● **RECORDS SHOWN**

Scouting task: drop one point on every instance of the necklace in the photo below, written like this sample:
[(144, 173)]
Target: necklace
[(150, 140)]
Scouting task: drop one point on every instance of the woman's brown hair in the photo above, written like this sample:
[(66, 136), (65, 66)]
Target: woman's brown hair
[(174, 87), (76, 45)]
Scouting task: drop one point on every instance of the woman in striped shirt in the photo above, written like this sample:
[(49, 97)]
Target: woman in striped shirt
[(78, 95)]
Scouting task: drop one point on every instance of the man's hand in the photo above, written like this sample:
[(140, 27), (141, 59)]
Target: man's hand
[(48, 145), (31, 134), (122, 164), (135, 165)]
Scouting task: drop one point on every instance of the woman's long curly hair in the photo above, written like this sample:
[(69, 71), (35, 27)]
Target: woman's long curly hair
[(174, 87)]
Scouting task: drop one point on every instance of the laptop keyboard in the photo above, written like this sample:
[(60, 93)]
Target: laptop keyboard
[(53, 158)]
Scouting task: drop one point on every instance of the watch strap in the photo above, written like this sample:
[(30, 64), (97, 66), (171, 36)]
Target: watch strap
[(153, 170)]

---

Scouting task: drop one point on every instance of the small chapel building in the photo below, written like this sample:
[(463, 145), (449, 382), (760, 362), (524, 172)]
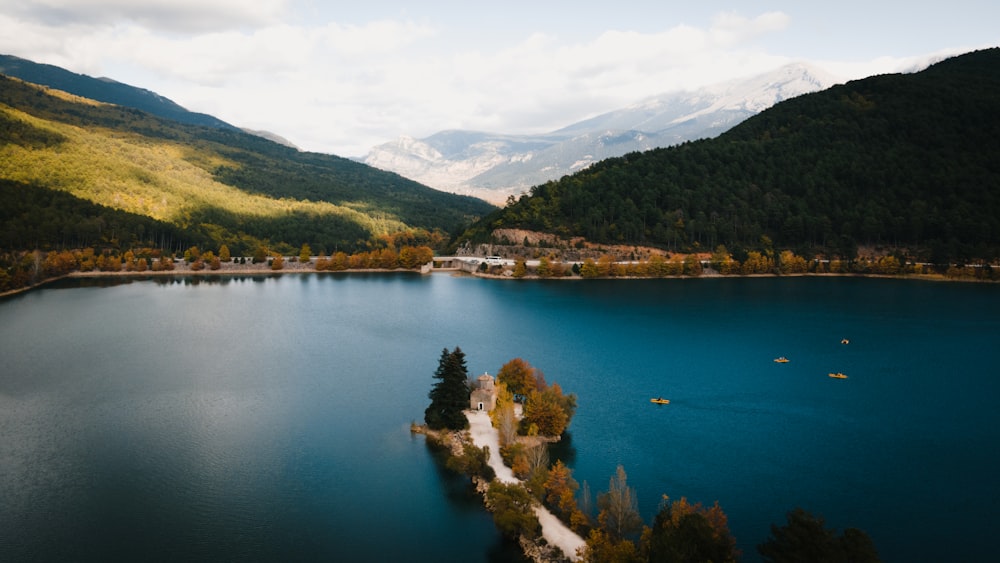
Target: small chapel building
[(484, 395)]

● **INSTRUCTIONS TO FOLLOW**
Copy the lines in the records word for word, starting at the line that contains "the woman's brown" and stopping after the line that contains "[(174, 87), (76, 45)]".

● **RIGHT ANSWER**
Scouting task: drop one point on every instance of the woman's brown hair in the photo above, written like this sample:
[(66, 136), (65, 66)]
Target: woman's brown hair
[(174, 87), (76, 45)]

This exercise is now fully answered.